— Start of DATASET EXTRACT —

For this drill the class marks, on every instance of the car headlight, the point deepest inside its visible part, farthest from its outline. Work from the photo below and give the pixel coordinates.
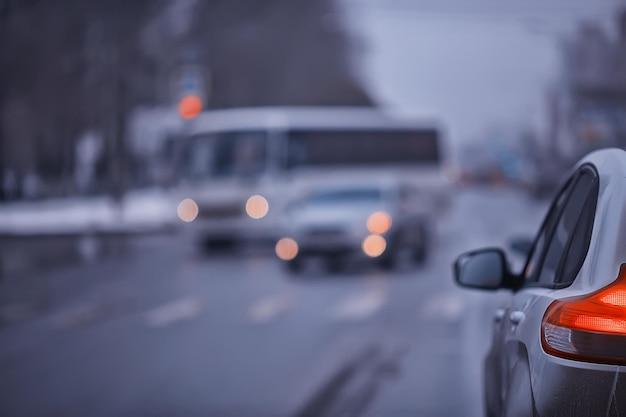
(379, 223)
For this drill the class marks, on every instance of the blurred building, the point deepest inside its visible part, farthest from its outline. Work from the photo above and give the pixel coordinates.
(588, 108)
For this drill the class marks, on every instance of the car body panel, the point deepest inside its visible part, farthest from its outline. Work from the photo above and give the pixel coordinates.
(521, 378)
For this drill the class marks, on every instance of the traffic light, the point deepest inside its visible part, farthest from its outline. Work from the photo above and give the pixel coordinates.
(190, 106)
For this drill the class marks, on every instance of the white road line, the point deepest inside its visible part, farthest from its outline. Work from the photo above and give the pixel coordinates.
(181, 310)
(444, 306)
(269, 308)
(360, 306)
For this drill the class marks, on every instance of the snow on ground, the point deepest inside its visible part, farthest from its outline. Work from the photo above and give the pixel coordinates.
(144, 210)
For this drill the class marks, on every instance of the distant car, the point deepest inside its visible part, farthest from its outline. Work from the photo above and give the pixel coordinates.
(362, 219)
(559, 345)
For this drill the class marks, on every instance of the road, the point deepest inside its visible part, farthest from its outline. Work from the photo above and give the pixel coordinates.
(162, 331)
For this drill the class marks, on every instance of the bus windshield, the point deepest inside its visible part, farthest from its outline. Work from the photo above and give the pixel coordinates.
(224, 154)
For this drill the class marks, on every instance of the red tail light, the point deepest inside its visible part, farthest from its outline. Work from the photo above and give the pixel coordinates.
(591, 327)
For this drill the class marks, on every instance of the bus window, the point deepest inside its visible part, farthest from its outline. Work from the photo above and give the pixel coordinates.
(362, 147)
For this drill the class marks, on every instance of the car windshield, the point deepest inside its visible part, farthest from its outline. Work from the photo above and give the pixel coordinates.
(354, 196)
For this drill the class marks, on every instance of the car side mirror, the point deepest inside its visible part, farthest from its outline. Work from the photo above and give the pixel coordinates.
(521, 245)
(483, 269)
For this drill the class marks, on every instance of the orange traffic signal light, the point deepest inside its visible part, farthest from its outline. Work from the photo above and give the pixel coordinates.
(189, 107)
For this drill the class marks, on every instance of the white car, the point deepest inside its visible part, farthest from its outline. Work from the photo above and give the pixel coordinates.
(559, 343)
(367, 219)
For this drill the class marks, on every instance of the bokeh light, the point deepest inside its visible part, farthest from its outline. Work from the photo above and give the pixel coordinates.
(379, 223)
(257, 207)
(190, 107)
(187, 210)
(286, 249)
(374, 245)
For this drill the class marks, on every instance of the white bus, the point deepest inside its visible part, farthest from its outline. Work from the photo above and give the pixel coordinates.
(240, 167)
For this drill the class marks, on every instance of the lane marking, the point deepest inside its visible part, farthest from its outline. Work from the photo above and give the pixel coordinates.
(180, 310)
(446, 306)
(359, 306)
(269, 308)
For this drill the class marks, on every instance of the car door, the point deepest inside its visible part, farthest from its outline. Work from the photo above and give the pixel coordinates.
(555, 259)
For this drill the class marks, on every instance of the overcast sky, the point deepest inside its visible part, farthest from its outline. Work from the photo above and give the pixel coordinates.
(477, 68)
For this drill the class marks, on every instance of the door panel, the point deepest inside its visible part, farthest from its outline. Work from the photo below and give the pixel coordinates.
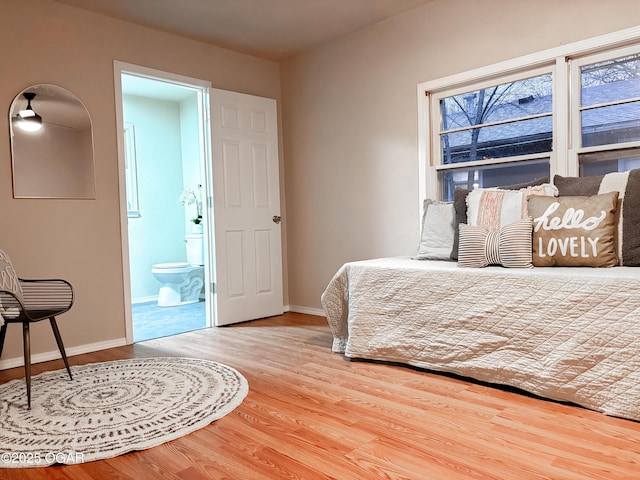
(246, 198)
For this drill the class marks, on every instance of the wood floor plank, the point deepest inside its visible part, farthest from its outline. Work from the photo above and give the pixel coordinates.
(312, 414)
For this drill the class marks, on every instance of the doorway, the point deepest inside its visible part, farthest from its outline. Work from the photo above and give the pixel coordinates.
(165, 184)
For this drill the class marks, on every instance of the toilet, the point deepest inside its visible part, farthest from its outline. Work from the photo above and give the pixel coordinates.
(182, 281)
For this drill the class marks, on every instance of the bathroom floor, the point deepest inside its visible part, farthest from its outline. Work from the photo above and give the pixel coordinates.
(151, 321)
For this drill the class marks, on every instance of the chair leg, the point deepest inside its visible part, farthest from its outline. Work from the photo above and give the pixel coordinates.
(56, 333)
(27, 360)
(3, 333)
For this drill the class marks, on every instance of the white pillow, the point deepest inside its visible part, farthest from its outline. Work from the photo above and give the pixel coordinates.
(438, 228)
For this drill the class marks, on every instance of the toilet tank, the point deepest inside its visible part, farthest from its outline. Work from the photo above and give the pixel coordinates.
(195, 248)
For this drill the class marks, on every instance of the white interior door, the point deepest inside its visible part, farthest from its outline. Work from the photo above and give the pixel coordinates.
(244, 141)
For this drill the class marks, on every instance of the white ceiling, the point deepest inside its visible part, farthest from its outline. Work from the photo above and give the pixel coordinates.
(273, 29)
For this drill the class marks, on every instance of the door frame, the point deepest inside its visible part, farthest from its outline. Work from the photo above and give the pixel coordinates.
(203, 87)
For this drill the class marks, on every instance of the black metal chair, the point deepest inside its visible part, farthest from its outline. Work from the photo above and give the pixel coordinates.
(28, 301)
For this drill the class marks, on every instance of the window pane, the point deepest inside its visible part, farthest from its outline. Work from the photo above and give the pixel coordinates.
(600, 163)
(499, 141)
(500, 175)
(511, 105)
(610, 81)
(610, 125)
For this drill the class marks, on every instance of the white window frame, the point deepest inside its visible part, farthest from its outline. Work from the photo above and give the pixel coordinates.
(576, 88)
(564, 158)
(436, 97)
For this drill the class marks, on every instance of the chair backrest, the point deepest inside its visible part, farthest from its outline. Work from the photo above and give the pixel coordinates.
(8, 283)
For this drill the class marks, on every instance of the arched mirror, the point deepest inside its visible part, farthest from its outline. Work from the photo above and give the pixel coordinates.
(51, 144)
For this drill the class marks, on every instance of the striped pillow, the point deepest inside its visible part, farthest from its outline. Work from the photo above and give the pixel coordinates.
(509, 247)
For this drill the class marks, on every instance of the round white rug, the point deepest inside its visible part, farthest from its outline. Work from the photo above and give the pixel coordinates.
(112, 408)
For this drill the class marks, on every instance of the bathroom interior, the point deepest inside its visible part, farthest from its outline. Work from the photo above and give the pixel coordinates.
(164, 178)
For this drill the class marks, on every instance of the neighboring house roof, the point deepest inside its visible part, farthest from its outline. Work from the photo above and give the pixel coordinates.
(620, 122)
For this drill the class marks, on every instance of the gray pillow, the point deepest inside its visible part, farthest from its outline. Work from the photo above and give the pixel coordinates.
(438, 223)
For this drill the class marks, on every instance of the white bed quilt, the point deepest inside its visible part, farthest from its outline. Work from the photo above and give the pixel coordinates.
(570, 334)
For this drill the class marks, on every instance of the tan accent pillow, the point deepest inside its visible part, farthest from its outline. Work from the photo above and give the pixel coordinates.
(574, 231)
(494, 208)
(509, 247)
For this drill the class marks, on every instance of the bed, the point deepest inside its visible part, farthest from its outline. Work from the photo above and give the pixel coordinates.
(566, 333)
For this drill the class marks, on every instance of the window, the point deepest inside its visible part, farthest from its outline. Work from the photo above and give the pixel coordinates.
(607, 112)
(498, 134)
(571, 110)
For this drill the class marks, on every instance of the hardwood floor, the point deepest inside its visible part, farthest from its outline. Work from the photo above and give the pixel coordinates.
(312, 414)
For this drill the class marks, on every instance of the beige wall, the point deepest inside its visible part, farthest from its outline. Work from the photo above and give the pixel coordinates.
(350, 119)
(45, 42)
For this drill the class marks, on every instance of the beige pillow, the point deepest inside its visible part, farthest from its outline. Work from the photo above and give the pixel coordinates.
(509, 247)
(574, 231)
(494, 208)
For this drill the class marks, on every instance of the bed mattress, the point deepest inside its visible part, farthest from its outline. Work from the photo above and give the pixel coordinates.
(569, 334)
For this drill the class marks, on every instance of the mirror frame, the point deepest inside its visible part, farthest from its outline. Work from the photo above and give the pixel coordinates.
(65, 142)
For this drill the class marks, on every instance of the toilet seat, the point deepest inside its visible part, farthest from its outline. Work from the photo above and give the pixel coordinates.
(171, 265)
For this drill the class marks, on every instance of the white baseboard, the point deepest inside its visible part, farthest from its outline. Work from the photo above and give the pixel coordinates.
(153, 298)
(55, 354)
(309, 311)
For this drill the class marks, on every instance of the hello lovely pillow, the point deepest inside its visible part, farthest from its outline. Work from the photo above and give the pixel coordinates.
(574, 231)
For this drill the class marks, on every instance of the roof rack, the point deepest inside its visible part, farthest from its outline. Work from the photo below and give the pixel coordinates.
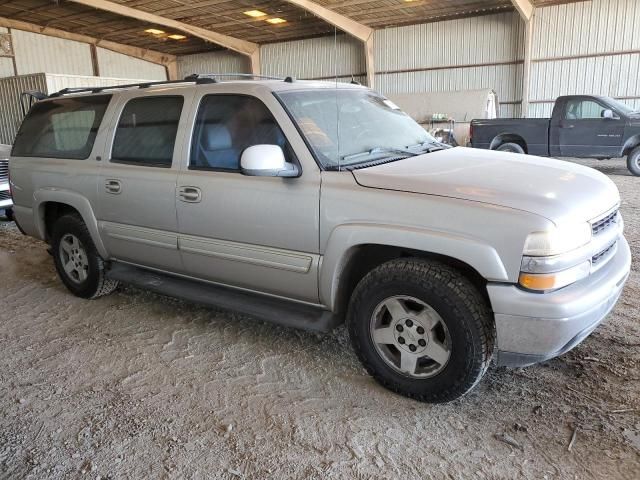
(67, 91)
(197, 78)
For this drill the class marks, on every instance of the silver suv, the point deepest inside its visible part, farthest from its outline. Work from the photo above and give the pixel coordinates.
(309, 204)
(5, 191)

— End of DATASET EXTRACT —

§ **EXERCISE REQUIREMENTS**
Rewrite the stretch from the line containing "of the roof" through the end of the records, replacing "silver suv" with "gray suv" and leaving everything else unchanged. Omit the pictures from your answer.

§ **SOLUTION TO THIS EXERCISE**
For this drill the class marks, on every instance of the roof rack, the point deepest inside its visible part, farthest from its outline. Work from the photo below and give the pixel coordinates.
(67, 91)
(197, 78)
For this drill the class marks, on every instance of the gray suv, the point deepest inside its visible part, farthest from its outline. Work from the photo above and give the pixel coordinates.
(309, 204)
(5, 191)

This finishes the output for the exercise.